把下方条目中从含有“Segment the bald”的那一行起，到含有“Each instance is”的那一行为止（首尾两行都算在内）的各行原样照抄一遍。

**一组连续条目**
----------
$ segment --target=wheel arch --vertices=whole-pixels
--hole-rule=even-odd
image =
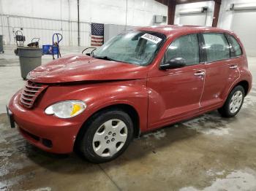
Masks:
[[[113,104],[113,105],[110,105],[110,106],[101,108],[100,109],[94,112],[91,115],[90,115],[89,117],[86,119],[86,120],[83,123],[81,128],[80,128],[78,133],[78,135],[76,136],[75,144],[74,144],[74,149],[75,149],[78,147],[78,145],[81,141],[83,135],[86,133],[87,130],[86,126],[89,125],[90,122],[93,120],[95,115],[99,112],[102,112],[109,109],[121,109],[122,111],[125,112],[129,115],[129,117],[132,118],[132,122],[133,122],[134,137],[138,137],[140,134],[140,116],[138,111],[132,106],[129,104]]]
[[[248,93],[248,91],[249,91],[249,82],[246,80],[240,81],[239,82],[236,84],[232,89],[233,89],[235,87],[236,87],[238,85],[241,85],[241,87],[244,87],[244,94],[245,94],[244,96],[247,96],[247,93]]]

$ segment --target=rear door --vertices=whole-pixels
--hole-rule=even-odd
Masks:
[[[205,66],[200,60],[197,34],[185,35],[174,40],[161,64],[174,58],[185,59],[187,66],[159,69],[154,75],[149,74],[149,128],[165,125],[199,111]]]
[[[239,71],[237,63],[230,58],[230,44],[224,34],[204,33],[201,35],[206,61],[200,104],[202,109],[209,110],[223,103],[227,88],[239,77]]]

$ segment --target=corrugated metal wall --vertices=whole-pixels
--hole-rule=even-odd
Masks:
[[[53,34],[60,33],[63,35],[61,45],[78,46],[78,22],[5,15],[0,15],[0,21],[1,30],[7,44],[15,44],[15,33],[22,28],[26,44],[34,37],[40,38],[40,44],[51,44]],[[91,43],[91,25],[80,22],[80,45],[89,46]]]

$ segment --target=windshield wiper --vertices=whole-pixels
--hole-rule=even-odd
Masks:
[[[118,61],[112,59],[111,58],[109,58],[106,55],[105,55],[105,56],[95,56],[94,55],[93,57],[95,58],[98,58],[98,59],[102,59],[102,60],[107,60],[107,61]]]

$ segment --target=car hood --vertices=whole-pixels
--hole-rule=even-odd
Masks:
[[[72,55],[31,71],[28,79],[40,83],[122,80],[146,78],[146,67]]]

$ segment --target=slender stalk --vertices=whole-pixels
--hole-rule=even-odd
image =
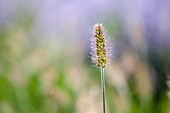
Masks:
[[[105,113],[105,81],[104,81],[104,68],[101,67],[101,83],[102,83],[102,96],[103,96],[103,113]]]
----------
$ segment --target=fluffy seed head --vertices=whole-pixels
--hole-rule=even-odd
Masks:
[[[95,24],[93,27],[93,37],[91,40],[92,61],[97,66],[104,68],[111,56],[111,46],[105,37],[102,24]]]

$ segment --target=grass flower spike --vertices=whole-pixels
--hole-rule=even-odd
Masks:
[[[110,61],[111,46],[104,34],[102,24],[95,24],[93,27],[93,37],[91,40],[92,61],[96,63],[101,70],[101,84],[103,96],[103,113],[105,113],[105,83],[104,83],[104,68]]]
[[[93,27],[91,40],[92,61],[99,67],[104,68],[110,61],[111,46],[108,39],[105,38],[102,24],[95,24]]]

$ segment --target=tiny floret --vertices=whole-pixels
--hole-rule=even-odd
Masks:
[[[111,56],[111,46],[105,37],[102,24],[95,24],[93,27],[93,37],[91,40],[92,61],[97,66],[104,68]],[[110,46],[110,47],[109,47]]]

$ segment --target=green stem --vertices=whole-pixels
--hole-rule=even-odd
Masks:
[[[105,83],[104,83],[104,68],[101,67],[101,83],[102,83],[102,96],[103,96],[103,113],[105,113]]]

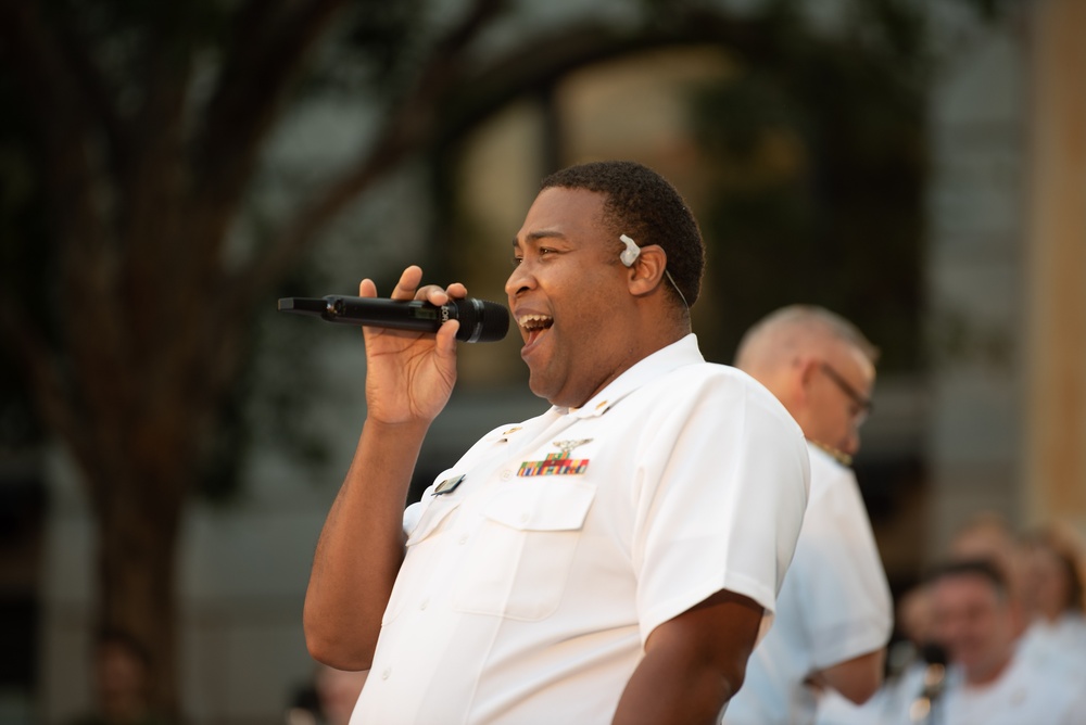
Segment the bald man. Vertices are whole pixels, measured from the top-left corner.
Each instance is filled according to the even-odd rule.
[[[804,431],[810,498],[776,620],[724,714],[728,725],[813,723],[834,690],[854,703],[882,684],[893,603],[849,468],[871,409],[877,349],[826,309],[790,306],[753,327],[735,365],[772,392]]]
----------
**问题解答**
Segment the bald man. Vertices are whole pixels, measured from the top-left corner.
Each instance is filled according to the even-odd rule.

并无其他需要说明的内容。